Exercise directions:
How many lines in the records below contain the word "concrete"? Reply with the number alone.

□ □ □ □

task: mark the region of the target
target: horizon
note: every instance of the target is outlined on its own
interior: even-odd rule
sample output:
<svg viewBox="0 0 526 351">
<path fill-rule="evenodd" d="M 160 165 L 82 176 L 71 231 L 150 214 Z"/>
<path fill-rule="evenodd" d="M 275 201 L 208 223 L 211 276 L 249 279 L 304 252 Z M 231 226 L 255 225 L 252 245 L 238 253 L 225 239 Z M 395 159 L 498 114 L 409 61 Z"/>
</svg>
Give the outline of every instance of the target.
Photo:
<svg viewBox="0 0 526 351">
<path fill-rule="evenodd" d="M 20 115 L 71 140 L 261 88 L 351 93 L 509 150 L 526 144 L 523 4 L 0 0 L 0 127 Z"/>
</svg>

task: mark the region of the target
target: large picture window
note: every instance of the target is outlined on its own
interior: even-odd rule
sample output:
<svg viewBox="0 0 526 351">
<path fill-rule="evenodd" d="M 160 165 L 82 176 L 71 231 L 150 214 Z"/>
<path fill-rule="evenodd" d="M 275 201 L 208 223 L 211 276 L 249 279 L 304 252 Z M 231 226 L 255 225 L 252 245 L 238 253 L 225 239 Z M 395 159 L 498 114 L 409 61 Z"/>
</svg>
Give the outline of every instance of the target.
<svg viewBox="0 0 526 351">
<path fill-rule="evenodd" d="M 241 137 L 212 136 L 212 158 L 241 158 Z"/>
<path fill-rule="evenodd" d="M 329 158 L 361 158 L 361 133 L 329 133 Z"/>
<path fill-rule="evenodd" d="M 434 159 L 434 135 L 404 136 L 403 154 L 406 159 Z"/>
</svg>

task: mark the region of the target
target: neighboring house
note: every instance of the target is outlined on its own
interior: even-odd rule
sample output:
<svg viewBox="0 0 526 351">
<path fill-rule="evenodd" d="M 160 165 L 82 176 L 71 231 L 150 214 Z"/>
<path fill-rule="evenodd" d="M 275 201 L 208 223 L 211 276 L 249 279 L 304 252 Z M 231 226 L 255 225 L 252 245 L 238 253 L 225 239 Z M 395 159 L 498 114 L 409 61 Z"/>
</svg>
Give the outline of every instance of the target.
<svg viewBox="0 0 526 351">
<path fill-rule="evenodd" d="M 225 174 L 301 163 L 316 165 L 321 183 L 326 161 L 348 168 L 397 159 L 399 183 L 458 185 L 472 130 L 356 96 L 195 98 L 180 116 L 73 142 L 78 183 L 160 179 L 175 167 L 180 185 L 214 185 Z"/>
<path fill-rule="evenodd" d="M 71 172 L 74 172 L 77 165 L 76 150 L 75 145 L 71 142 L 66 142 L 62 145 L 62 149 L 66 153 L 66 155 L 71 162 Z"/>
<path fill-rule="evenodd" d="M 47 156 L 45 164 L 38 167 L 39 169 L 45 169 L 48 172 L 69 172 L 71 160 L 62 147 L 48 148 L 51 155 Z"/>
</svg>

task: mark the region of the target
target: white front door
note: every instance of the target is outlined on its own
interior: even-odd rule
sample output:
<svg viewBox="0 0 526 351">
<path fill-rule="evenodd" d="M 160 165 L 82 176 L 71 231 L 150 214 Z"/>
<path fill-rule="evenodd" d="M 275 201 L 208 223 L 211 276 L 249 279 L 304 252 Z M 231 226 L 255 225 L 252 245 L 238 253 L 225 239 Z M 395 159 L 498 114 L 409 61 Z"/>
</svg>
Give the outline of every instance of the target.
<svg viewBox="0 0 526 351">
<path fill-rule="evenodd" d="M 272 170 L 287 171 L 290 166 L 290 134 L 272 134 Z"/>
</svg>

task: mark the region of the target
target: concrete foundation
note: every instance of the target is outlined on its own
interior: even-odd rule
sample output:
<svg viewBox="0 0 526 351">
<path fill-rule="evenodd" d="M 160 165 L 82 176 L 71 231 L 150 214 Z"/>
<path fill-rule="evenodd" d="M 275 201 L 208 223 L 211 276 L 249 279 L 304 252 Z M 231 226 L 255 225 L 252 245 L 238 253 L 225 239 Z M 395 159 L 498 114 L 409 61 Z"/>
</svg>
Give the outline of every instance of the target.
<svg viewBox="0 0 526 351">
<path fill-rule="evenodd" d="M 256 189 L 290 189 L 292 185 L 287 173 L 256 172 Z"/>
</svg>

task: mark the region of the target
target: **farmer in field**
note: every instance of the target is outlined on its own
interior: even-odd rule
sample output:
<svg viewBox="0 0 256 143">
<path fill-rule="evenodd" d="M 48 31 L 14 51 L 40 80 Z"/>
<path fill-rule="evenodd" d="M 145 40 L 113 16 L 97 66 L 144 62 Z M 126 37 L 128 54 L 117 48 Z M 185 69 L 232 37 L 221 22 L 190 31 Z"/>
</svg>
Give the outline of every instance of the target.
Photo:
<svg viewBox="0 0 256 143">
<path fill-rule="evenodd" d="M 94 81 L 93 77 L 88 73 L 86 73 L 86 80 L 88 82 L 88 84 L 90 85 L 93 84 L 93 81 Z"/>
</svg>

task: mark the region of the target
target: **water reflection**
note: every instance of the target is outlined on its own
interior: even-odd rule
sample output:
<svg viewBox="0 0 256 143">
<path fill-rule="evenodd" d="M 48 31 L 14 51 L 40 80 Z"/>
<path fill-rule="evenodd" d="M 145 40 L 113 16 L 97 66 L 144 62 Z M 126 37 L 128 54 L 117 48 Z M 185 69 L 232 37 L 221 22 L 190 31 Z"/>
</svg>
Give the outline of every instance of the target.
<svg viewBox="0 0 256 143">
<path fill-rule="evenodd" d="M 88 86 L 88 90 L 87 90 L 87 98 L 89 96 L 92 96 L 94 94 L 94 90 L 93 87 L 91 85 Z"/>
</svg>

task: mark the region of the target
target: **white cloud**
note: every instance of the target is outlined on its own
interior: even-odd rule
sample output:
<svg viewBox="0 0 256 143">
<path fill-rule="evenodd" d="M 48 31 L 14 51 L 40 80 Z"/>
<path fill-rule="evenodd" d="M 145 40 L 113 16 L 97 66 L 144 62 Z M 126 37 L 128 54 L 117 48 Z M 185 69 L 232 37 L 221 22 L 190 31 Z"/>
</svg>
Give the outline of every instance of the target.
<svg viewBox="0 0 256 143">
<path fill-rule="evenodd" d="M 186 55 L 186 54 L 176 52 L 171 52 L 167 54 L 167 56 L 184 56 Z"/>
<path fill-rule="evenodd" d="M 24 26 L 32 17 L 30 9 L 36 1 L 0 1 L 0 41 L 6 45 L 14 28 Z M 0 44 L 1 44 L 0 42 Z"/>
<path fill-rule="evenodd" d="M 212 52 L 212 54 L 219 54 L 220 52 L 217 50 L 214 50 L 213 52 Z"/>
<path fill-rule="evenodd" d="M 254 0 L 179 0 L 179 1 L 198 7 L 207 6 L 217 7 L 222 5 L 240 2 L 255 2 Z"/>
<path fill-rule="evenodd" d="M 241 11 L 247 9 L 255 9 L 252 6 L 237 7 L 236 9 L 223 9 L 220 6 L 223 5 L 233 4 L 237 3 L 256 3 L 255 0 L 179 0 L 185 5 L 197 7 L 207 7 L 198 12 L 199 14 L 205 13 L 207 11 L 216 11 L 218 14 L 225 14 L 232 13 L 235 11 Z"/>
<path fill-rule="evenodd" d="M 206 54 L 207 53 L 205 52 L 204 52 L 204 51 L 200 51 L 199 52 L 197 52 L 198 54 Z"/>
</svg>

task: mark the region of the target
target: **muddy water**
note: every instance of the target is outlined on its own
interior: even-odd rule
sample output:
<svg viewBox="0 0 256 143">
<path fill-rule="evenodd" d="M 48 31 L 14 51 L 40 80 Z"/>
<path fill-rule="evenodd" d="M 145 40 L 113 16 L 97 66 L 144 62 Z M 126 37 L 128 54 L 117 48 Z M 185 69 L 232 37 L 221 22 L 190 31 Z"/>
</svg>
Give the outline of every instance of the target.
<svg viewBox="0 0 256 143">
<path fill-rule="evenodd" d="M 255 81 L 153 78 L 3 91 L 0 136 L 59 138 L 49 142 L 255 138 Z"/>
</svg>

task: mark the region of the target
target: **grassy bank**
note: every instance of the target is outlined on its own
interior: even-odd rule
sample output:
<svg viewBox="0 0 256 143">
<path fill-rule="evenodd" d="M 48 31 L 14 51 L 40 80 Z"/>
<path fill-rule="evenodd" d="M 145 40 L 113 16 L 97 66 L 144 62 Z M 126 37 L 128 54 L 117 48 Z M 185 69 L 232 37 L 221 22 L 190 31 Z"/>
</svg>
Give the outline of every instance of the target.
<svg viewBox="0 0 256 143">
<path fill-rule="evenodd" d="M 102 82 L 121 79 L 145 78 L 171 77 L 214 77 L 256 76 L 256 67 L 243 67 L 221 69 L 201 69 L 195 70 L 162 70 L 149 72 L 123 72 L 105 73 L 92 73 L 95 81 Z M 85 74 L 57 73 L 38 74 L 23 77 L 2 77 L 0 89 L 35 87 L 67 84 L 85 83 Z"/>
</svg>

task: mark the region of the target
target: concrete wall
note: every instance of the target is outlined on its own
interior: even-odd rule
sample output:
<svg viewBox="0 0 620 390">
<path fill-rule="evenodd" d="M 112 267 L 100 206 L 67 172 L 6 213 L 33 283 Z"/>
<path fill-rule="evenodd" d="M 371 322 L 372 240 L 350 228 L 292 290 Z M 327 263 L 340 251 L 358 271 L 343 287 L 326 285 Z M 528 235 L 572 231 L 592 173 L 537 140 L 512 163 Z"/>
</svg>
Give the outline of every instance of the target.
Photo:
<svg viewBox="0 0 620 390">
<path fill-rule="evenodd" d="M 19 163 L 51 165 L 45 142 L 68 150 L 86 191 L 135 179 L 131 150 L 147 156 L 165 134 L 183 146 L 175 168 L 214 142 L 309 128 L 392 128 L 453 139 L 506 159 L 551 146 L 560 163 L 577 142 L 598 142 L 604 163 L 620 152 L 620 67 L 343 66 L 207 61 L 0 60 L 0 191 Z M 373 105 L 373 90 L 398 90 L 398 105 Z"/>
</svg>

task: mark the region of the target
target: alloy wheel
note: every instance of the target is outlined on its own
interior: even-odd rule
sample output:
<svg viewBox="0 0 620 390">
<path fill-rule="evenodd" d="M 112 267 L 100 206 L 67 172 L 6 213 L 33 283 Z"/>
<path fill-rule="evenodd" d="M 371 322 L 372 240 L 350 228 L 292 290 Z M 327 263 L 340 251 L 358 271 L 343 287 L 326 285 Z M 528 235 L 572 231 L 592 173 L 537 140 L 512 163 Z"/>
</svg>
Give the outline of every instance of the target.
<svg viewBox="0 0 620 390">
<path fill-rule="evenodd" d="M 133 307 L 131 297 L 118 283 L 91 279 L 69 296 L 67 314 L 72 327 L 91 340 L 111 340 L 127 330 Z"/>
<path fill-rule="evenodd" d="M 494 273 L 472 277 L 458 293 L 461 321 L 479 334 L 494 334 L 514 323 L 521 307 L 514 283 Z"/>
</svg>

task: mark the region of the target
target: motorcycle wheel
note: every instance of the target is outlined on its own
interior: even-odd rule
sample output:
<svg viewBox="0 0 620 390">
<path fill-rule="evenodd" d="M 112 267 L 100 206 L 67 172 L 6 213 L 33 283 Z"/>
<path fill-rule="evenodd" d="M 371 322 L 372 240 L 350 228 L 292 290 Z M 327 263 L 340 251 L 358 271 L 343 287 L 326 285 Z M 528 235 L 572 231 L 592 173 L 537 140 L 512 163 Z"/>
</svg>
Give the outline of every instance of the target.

□ □ □ □

Reply:
2